── EXTRAIT DU TEXTE

Le gendarme met à disposition son savoir-faire et ses armes : deux kalachnikovs, un fusil à pompe et un pistolet semi-automatique. Tous s’entraînent au tir sur fond de musique métal entre deux saluts nazis, cagoulés et armés devant l’objectif. Excité, Julien propose à Alexandre un drive by shooting (fusillade au volant). Le gendarme décline. Ensemble, ils prévoient cependant d’aller en Ukraine chercher des mitrailleuses, qui tirent en rafale.

Cellule terroriste

« Julien m’avait parlé de faire un attentat avec Alexandre. J’ai essayé de le dissuader », prétend devant les enquêteurs Évandre A. Julien conteste. Ces deux-là se connaissent virtuellement depuis 2015. Auteur de plusieurs ouvrages sur la Seconde Guerre mondiale, Évandre est le penseur du groupe chargé d’évaluer l’idéologie des recrues.

« Les juifs sont une clique de parasites, ce sont nos ennemis mortels », « les homosexuels, il faut les éliminer », lui écrit un candidat sous le pseudonyme « Panzer Führer ». Les enquêteurs soupçonnent Gauthier F., alias « Panzer » ou « Panzer Granata », du fait de la proximité des pseudonymes. Celui-ci conteste.

Des propos révélateurs d’une pensée extrême de nature ultradroite.

Gauthier F., étudiant en ingénierie, est recruté début 2018. Lors du week-end d’entraînement, il achète au gendarme son fusil à pompe. Il rencontre Julien plusieurs fois. Ensemble, ils évoquent la possibilité de braquer des Arabes ou d’incendier les bureaux de la Ligue internationale contre le racisme et l’anti­sémitisme (Licra). Le père de Gauthier est lieutenant-colonel dans l’armée de l’air – aujourd’hui à la retraite.

────
── DONNÉES

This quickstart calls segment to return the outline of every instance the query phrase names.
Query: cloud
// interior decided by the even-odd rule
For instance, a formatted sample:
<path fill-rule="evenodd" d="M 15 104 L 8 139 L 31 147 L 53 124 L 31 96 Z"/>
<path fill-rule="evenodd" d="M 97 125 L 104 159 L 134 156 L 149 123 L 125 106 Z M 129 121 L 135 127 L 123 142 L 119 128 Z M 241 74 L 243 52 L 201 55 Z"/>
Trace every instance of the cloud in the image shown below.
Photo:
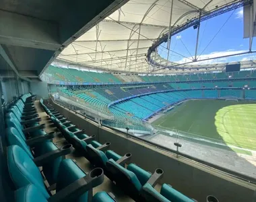
<path fill-rule="evenodd" d="M 177 40 L 179 40 L 181 38 L 181 35 L 178 35 L 178 36 L 176 36 L 176 39 Z"/>
<path fill-rule="evenodd" d="M 235 55 L 235 56 L 230 56 L 227 58 L 218 58 L 218 59 L 212 59 L 211 58 L 215 58 L 218 57 L 223 57 L 223 56 L 228 56 L 230 55 L 234 55 L 234 54 L 240 54 L 245 52 L 247 52 L 248 50 L 227 50 L 226 51 L 218 51 L 218 52 L 212 52 L 209 54 L 202 55 L 200 55 L 199 58 L 197 58 L 197 60 L 204 60 L 203 61 L 199 61 L 199 62 L 195 62 L 193 63 L 193 65 L 210 65 L 210 64 L 214 64 L 214 63 L 230 63 L 233 61 L 241 61 L 243 60 L 241 55 Z M 253 59 L 254 56 L 251 56 L 251 57 Z M 240 58 L 239 58 L 240 57 Z M 255 57 L 256 58 L 256 56 Z M 185 63 L 188 62 L 191 62 L 192 57 L 188 57 L 188 58 L 183 58 L 182 59 L 179 61 L 174 61 L 174 63 Z"/>
<path fill-rule="evenodd" d="M 243 19 L 244 15 L 244 10 L 243 9 L 240 9 L 237 12 L 236 12 L 236 19 Z"/>
<path fill-rule="evenodd" d="M 243 57 L 241 59 L 241 61 L 251 61 L 251 60 L 255 60 L 255 59 L 256 59 L 256 55 L 251 55 L 249 57 Z"/>

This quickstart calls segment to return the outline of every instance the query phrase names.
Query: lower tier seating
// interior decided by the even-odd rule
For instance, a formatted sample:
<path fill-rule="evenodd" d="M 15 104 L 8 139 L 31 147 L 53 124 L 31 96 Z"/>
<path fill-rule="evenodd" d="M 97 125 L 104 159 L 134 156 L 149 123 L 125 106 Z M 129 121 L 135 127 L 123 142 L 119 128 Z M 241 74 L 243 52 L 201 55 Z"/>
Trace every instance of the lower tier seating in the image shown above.
<path fill-rule="evenodd" d="M 126 154 L 123 156 L 117 154 L 110 149 L 110 143 L 102 144 L 96 140 L 95 135 L 88 135 L 85 131 L 80 130 L 68 120 L 60 121 L 56 116 L 51 116 L 51 111 L 54 110 L 52 106 L 45 105 L 42 100 L 40 104 L 67 143 L 73 145 L 76 152 L 86 158 L 94 168 L 101 168 L 104 174 L 116 186 L 135 201 L 172 201 L 169 199 L 172 197 L 181 198 L 177 201 L 194 201 L 178 191 L 170 191 L 169 196 L 158 193 L 154 187 L 163 176 L 162 169 L 158 168 L 154 174 L 150 174 L 139 166 L 130 163 L 131 154 Z M 61 118 L 63 119 L 62 116 Z M 150 191 L 148 187 L 151 189 Z M 187 201 L 183 201 L 183 199 Z"/>

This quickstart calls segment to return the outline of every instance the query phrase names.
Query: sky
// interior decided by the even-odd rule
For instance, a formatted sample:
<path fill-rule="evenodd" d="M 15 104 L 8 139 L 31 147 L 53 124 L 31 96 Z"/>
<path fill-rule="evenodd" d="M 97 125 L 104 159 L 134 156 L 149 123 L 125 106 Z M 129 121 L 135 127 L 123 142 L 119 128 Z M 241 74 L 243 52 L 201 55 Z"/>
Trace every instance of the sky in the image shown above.
<path fill-rule="evenodd" d="M 243 7 L 202 22 L 200 26 L 198 60 L 249 50 L 249 38 L 243 38 Z M 179 63 L 191 61 L 191 59 L 195 55 L 197 34 L 197 29 L 194 30 L 192 27 L 172 36 L 169 61 Z M 165 59 L 168 55 L 166 45 L 167 43 L 162 44 L 158 49 L 158 53 Z M 252 50 L 256 50 L 256 40 L 254 39 Z M 197 63 L 211 64 L 250 59 L 256 59 L 256 54 L 210 59 Z"/>

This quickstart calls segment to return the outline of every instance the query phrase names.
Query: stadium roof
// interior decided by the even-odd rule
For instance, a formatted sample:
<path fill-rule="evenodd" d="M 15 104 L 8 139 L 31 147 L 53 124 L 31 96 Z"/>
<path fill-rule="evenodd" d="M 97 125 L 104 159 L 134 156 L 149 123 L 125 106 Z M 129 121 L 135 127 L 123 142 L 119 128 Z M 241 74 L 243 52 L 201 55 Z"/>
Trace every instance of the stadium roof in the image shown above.
<path fill-rule="evenodd" d="M 69 45 L 58 59 L 108 71 L 149 72 L 152 68 L 146 57 L 149 47 L 168 33 L 170 26 L 173 30 L 198 18 L 200 11 L 203 15 L 241 1 L 129 1 Z M 158 73 L 163 72 L 170 73 L 169 69 Z"/>

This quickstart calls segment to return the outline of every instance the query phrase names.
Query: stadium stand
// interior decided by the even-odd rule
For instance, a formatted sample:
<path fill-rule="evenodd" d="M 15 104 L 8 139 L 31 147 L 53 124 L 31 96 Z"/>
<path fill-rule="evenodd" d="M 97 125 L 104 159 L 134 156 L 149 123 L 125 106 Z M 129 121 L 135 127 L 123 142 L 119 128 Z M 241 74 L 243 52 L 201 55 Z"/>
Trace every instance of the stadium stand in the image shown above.
<path fill-rule="evenodd" d="M 162 176 L 162 169 L 150 174 L 129 163 L 131 154 L 119 155 L 109 149 L 110 143 L 100 143 L 95 135 L 87 135 L 84 130 L 72 124 L 51 105 L 44 104 L 42 99 L 37 102 L 40 106 L 34 105 L 34 98 L 31 94 L 23 96 L 13 102 L 5 115 L 8 175 L 9 183 L 13 184 L 11 197 L 15 197 L 15 201 L 29 202 L 35 198 L 38 201 L 117 201 L 113 193 L 93 191 L 94 187 L 104 182 L 104 175 L 135 201 L 171 201 L 173 199 L 194 201 L 166 184 L 158 192 L 154 187 Z M 139 99 L 136 102 L 141 103 L 142 99 Z M 59 135 L 65 139 L 61 148 L 53 141 L 57 132 L 44 131 L 51 123 L 40 125 L 42 118 L 38 113 L 40 107 L 51 118 L 51 127 L 56 127 L 55 131 L 61 132 Z M 72 159 L 62 158 L 74 149 L 96 168 L 86 174 Z"/>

────

CONSIGNES
a) Réécrivez sous forme de liste le paragraphe de l'extrait qui commence par « Gauthier F., étudiant en ingénierie », en conservant ses faits principaux.
b) Présentez en tableau Markdown les lignes de données, depuis la première jusqu'à celle qui contient « 177 40 L 179 » incluse. Mettez deux colonnes, « Numéro » et « Ligne », omettez les lignes vides et laissez les images de côté.

CORRIGÉ
a)
- Gauthier F., étudiant en ingénierie, est recruté début 2018.
- Pendant le week-end d'entraînement, il achète au gendarme son fusil à pompe.
- Il rencontre Julien à plusieurs reprises. Ensemble, ils évoquent de braquer des Arabes ou d'incendier les bureaux de la Licra.
- Son père est lieutenant-colonel dans l'armée de l'air, aujourd'hui à la retraite.

b)
| Numéro | Ligne |
|---|---|
| 1 | This quickstart calls segment to return the outline of every instance the query phrase names. |
| 2 | Query: cloud |
| 3 | // interior decided by the even-odd rule |
| 4 | For instance, a formatted sample: |
| 5 | <path fill-rule="evenodd" d="M 15 104 L 8 139 L 31 147 L 53 124 L 31 96 Z"/> |
| 6 | <path fill-rule="evenodd" d="M 97 125 L 104 159 L 134 156 L 149 123 L 125 106 Z M 129 121 L 135 127 L 123 142 L 119 128 Z M 241 74 L 243 52 L 201 55 Z"/> |
| 7 | Trace every instance of the cloud in the image shown below. |
| 8 | Photo: |
| 9 | <path fill-rule="evenodd" d="M 177 40 L 179 40 L 181 38 L 181 35 L 178 35 L 178 36 L 176 36 L 176 39 Z"/> |